» **Directions for this task**
Display, copied in full, every line of the material below that contains the string "water".

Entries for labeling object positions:
· · · · ·

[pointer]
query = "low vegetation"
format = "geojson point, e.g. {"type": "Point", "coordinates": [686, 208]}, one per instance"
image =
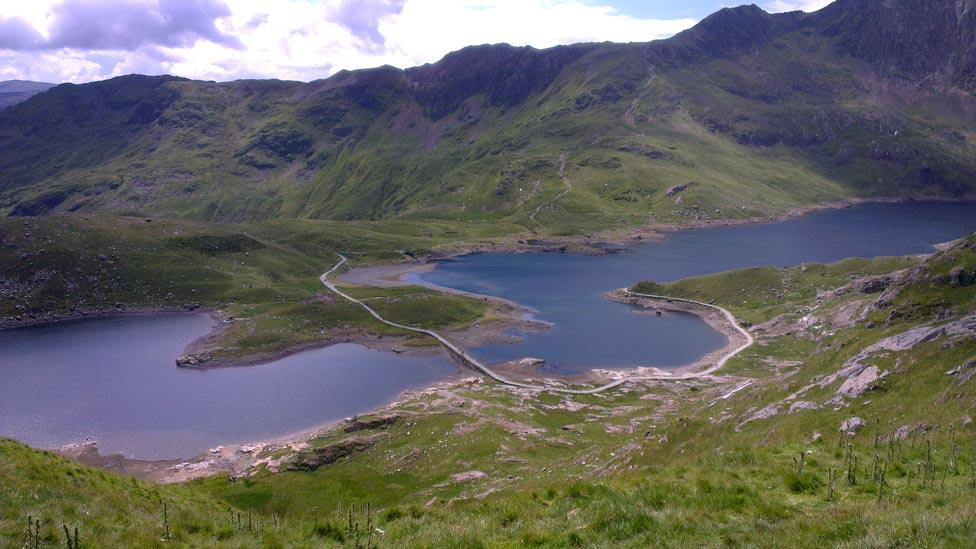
{"type": "Point", "coordinates": [722, 461]}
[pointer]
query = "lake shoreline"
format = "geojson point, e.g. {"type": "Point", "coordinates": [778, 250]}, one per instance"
{"type": "Point", "coordinates": [405, 268]}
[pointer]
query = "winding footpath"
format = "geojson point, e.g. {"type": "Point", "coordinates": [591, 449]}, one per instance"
{"type": "Point", "coordinates": [477, 365]}
{"type": "Point", "coordinates": [553, 200]}
{"type": "Point", "coordinates": [728, 316]}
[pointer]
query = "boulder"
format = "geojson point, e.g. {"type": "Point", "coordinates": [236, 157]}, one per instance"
{"type": "Point", "coordinates": [369, 424]}
{"type": "Point", "coordinates": [961, 276]}
{"type": "Point", "coordinates": [190, 361]}
{"type": "Point", "coordinates": [311, 460]}
{"type": "Point", "coordinates": [803, 405]}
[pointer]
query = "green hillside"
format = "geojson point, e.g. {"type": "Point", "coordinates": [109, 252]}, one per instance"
{"type": "Point", "coordinates": [649, 463]}
{"type": "Point", "coordinates": [751, 114]}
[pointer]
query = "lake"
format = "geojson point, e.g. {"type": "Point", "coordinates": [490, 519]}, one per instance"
{"type": "Point", "coordinates": [114, 380]}
{"type": "Point", "coordinates": [589, 331]}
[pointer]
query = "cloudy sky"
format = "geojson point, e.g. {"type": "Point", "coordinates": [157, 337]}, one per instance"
{"type": "Point", "coordinates": [84, 40]}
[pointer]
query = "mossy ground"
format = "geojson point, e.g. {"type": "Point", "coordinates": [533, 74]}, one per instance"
{"type": "Point", "coordinates": [665, 464]}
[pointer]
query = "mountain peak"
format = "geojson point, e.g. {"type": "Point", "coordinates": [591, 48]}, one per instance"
{"type": "Point", "coordinates": [733, 31]}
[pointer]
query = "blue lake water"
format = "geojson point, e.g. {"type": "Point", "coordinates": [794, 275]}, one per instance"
{"type": "Point", "coordinates": [113, 380]}
{"type": "Point", "coordinates": [589, 331]}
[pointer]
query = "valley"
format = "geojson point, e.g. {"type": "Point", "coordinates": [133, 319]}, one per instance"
{"type": "Point", "coordinates": [717, 289]}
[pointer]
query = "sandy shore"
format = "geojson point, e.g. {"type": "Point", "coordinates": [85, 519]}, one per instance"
{"type": "Point", "coordinates": [235, 460]}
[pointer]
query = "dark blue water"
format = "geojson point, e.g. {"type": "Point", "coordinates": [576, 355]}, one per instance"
{"type": "Point", "coordinates": [589, 331]}
{"type": "Point", "coordinates": [114, 380]}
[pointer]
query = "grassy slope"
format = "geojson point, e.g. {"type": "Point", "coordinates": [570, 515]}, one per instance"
{"type": "Point", "coordinates": [758, 130]}
{"type": "Point", "coordinates": [665, 465]}
{"type": "Point", "coordinates": [265, 276]}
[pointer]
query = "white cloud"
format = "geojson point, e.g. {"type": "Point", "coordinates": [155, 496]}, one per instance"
{"type": "Point", "coordinates": [303, 40]}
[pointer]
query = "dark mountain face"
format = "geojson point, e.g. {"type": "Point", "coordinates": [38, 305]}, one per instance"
{"type": "Point", "coordinates": [865, 97]}
{"type": "Point", "coordinates": [17, 91]}
{"type": "Point", "coordinates": [914, 39]}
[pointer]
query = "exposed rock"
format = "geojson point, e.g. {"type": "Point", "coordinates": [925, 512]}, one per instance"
{"type": "Point", "coordinates": [906, 431]}
{"type": "Point", "coordinates": [677, 189]}
{"type": "Point", "coordinates": [852, 425]}
{"type": "Point", "coordinates": [189, 361]}
{"type": "Point", "coordinates": [959, 276]}
{"type": "Point", "coordinates": [874, 285]}
{"type": "Point", "coordinates": [858, 384]}
{"type": "Point", "coordinates": [467, 475]}
{"type": "Point", "coordinates": [767, 412]}
{"type": "Point", "coordinates": [375, 423]}
{"type": "Point", "coordinates": [964, 371]}
{"type": "Point", "coordinates": [310, 460]}
{"type": "Point", "coordinates": [803, 405]}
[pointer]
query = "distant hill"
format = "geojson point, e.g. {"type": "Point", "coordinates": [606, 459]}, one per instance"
{"type": "Point", "coordinates": [748, 113]}
{"type": "Point", "coordinates": [16, 91]}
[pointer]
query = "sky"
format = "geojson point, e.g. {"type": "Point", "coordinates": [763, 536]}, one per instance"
{"type": "Point", "coordinates": [85, 40]}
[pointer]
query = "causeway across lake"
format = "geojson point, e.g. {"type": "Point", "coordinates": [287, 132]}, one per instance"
{"type": "Point", "coordinates": [114, 380]}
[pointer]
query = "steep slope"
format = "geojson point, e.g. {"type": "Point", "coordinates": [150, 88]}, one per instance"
{"type": "Point", "coordinates": [18, 91]}
{"type": "Point", "coordinates": [760, 112]}
{"type": "Point", "coordinates": [849, 422]}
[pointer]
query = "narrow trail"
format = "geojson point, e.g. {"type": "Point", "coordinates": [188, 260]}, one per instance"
{"type": "Point", "coordinates": [728, 316]}
{"type": "Point", "coordinates": [477, 365]}
{"type": "Point", "coordinates": [569, 187]}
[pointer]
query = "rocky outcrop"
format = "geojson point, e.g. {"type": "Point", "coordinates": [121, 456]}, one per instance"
{"type": "Point", "coordinates": [370, 424]}
{"type": "Point", "coordinates": [803, 405]}
{"type": "Point", "coordinates": [192, 360]}
{"type": "Point", "coordinates": [310, 460]}
{"type": "Point", "coordinates": [851, 426]}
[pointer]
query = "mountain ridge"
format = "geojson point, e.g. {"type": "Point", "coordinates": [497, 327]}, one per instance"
{"type": "Point", "coordinates": [473, 131]}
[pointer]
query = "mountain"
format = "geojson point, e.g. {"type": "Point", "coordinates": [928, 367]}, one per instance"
{"type": "Point", "coordinates": [17, 91]}
{"type": "Point", "coordinates": [747, 114]}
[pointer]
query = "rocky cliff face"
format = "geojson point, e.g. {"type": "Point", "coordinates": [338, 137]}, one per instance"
{"type": "Point", "coordinates": [841, 88]}
{"type": "Point", "coordinates": [920, 40]}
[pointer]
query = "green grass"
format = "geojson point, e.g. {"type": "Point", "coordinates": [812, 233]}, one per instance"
{"type": "Point", "coordinates": [266, 277]}
{"type": "Point", "coordinates": [670, 465]}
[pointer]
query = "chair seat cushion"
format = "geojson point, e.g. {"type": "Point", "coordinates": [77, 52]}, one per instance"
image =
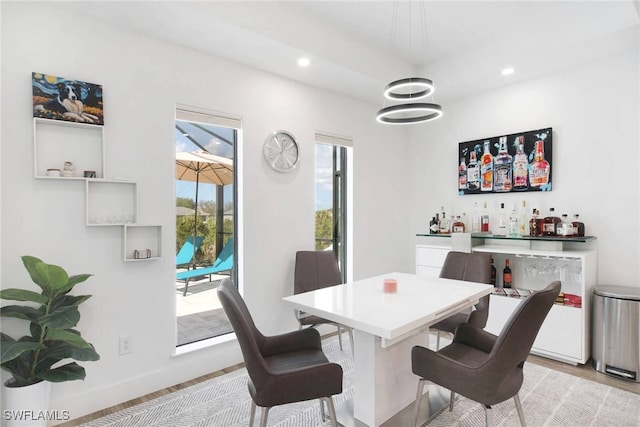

· · · · ·

» **The response**
query = "blue lake water"
query = "dark blue water"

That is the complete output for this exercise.